● **What you will do**
Retype the material in full, keeping every word the same.

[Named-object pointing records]
--------------------

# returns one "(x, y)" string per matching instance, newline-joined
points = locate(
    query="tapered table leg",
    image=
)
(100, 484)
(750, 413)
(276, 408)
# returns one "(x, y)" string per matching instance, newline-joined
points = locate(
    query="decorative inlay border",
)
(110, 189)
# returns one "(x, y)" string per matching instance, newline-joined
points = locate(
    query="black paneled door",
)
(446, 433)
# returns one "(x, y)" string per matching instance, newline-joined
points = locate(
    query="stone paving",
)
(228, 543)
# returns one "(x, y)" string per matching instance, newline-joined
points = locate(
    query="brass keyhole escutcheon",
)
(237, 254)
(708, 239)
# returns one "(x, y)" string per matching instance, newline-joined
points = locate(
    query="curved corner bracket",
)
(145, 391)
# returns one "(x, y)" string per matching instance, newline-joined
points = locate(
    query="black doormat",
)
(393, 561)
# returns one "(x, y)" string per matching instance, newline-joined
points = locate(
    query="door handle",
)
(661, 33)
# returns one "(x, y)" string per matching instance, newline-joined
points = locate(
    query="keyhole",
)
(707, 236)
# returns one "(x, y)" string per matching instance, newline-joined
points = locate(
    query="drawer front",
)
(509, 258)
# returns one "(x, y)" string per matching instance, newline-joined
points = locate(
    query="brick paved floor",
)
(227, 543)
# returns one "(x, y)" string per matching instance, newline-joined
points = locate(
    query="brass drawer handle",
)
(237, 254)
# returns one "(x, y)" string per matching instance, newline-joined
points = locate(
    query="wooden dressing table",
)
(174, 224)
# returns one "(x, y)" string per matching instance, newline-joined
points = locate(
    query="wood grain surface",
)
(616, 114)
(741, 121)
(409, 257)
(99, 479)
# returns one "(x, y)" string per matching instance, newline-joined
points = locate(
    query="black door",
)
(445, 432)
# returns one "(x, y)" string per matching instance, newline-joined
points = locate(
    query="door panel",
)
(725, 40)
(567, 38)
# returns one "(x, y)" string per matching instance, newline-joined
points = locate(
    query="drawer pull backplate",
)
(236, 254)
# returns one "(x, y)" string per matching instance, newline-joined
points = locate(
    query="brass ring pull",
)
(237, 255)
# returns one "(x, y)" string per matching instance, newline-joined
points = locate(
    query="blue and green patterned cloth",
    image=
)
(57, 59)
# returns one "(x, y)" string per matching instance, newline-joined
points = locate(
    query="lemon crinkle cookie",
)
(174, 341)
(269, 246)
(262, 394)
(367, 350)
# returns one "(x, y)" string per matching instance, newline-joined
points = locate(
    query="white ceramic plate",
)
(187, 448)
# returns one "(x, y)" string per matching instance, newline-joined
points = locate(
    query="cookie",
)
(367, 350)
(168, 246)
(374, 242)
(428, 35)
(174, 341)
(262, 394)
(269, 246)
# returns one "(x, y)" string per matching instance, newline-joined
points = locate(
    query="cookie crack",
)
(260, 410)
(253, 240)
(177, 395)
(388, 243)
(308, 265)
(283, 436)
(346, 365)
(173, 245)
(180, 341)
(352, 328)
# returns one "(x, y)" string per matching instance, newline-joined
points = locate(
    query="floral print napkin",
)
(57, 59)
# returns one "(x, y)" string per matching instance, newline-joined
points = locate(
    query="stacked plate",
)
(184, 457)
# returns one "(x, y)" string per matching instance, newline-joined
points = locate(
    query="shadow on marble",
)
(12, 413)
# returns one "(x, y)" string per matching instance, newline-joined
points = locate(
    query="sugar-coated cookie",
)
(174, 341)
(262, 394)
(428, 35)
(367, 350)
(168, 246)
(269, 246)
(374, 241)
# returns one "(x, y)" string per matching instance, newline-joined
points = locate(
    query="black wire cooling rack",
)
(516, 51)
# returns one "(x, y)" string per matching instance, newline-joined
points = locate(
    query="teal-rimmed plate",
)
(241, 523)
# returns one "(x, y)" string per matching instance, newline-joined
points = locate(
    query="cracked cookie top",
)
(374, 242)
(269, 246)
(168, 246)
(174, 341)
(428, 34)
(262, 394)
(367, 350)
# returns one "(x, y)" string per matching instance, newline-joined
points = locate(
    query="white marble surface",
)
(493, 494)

--------------------

● **Output below**
# returns one "(x, y)" string per matching instance, newline-joined
points = locate(
    query="tapered table leg",
    image=
)
(100, 484)
(750, 413)
(276, 408)
# returns one "(x, y)" string per matching instance, newline-joined
points = locate(
    query="decorative inlay border",
)
(110, 189)
# returns one "(x, y)" string per matching instance, newline-joined
points = locate(
    query="black paneled door",
)
(446, 433)
# returns one "(x, y)" string per matching instance, newline-joined
points = locate(
    query="stone paving",
)
(228, 543)
# returns one "(x, y)" string per matching instance, newline-joined
points = locate(
    query="brass keyhole escutcheon",
)
(237, 254)
(708, 239)
# returns one "(x, y)" string per matching instance, newline-joined
points = locate(
    query="curved corner bracket",
)
(145, 391)
# returns one "(x, y)" string per matching instance, newline-joined
points = locate(
    query="black doormat",
)
(393, 561)
# returns one "(x, y)" string per matching instance, newline-joined
points = locate(
    query="door handle",
)
(661, 33)
# returns one "(x, y)" string per matching instance, newline-joined
points = locate(
    query="keyhole",
)
(707, 236)
# returns one "(x, y)" string per matching instance, newline-joined
points = locate(
    query="drawer front",
)
(509, 258)
# returns one "(x, y)" string per matching instance, newline-joined
points = locate(
    query="brick paved floor",
)
(227, 543)
# returns one "(x, y)" string per matching instance, newline-joined
points = locate(
    query="brass drawer handle",
)
(237, 254)
# returns one "(x, y)" string per matching instance, newline-joined
points = locate(
    query="wooden dressing table",
)
(174, 224)
# returns one "(x, y)" string per matching instance, newline-joined
points = locate(
    query="wood grain surface",
)
(616, 114)
(741, 121)
(409, 257)
(99, 479)
# returns one "(x, y)" string per matching instance, newline-joined
points = locate(
    query="black door",
)
(445, 432)
# returns one "(x, y)" string per matching instance, newline-joined
points = locate(
    query="door panel",
)
(725, 40)
(567, 38)
# returns one "(x, y)" string per matching instance, newline-joined
points = locate(
    query="drawer pull backplate",
)
(236, 254)
# returns one "(x, y)" string per matching instance, newline-joined
points = locate(
    query="brass ring pull",
)
(237, 255)
# returns one "(x, y)" string per matching instance, newline-joined
points = locate(
    query="blue and green patterned cloth",
    image=
)
(57, 59)
# returns one "(x, y)" string per matching instance, newline-joined
points = locate(
    query="lemon crinkle cookie",
)
(174, 341)
(269, 246)
(262, 394)
(367, 350)
# returns one "(x, y)" string per matching instance, newline-joined
points = locate(
    query="white ceramic plate",
)
(187, 448)
# returns one "(x, y)" string per matching instance, newline-joined
points = locate(
    query="cookie",
)
(367, 350)
(168, 246)
(374, 242)
(428, 35)
(174, 341)
(262, 394)
(269, 246)
# returns one "(x, y)" string per matching instance, newline-joined
points = locate(
    query="cookie crack",
)
(260, 410)
(253, 240)
(177, 395)
(388, 243)
(308, 265)
(283, 436)
(346, 365)
(173, 245)
(180, 341)
(352, 328)
# returns one "(x, y)" string per matching instance, newline-joined
points = locate(
    query="floral print napkin",
)
(57, 59)
# returns one "(x, y)" string per matching instance, newline-joined
points = locate(
    query="stacked plate",
)
(184, 457)
# returns one "(x, y)" string per matching instance, newline-joined
points = locate(
    query="shadow on marble",
)
(12, 413)
# returns one "(x, y)" string per matching instance, newline-joined
points = locate(
    query="sugar-coated cookie",
)
(174, 341)
(262, 394)
(428, 35)
(367, 350)
(168, 246)
(269, 246)
(374, 241)
# returns one "(x, y)" string per matching instance, newline-joined
points = locate(
    query="black wire cooling rack",
)
(516, 51)
# returns one "(x, y)" string per matching instance, newline-joined
points = locate(
    query="teal-rimmed plate",
)
(241, 523)
# returns one "(x, y)" string per matching instance, newline-joined
points = locate(
    query="cracked cookie top",
)
(374, 242)
(269, 246)
(168, 246)
(174, 341)
(428, 34)
(262, 394)
(367, 350)
# returns one "(x, y)" string per matching instance, newline-joined
points = locate(
    query="white marble surface",
)
(493, 494)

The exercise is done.